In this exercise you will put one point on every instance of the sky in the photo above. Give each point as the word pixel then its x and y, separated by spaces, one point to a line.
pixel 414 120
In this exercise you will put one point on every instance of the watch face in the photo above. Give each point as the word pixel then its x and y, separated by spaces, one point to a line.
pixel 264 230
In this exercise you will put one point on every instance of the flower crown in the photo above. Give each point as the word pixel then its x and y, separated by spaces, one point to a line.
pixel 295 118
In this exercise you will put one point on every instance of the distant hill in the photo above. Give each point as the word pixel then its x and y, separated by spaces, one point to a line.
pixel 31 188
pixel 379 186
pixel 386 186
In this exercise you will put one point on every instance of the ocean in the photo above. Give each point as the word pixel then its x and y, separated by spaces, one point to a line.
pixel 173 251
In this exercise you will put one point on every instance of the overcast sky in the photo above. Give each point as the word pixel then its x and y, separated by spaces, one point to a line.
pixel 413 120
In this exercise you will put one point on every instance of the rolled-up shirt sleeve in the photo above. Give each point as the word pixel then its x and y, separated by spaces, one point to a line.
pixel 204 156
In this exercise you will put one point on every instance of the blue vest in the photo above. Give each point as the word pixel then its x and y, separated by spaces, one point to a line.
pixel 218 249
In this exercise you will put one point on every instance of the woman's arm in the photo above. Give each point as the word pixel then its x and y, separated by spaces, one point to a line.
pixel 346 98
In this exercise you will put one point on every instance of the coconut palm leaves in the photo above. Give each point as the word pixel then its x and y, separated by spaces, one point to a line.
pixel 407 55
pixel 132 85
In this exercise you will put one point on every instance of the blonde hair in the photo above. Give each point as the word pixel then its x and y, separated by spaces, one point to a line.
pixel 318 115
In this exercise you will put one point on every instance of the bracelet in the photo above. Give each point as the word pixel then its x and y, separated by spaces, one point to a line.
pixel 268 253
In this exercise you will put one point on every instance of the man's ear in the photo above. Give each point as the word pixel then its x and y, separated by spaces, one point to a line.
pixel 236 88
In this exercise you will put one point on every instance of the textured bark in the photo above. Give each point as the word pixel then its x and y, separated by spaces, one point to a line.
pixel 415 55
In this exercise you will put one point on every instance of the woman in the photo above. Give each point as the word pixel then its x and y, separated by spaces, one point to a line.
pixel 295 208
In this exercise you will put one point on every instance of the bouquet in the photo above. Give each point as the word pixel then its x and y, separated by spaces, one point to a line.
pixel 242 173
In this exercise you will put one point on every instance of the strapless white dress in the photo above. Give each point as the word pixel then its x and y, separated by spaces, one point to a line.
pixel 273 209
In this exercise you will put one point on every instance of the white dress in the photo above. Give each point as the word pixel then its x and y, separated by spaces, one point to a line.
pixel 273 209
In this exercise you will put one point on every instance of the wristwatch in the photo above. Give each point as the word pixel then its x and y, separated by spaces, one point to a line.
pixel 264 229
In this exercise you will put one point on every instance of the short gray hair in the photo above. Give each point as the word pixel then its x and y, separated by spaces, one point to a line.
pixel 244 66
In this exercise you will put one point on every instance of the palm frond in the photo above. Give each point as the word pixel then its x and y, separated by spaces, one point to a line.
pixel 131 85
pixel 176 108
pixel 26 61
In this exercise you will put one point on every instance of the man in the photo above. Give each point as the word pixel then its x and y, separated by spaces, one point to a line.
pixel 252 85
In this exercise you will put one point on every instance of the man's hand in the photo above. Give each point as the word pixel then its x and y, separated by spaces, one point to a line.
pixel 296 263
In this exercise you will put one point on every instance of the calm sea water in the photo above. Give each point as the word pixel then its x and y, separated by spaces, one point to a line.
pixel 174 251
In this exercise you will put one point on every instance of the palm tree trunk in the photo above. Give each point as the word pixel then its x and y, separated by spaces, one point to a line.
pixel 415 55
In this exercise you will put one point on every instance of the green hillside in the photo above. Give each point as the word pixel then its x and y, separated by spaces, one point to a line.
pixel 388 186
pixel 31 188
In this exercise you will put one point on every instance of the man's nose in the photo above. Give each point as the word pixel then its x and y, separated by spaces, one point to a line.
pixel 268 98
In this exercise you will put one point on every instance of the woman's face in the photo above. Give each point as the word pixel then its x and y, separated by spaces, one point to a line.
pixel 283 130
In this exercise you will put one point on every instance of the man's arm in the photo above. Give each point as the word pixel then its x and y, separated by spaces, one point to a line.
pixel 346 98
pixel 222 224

++++

_Directions for this task_: Copy everything from the row containing "the palm tree" down to the last row, changing "one point to a line" to "one point per line" and leaving the rest unchanged.

_Answer to the problem_:
In this exercise you will put one point on every instance of the palm tree trunk in the photo above. Give each point as the word pixel then its x and y, separated by spaces, one point per line.
pixel 415 55
In this exercise you will put one point on every instance of the green hillside in the photo above. Give each point as the word pixel then its x and y, separated by spaces, one point per line.
pixel 388 186
pixel 31 188
In this exercise you will put one point on every instance of the man's nose in the photo above. Give each point as the word pixel then its x and y, separated by spaces, one point per line.
pixel 268 98
In this exercise you will put one point on every instance of the woman's face in the photo above. Give each point as the word pixel then its x and y, separated by spaces, one point per line.
pixel 283 130
In this exercise you will put one point on every instance of the man's arm in the photo above. Give each point as the word pixel then its x and y, separated by spaces, one point per line.
pixel 346 98
pixel 222 224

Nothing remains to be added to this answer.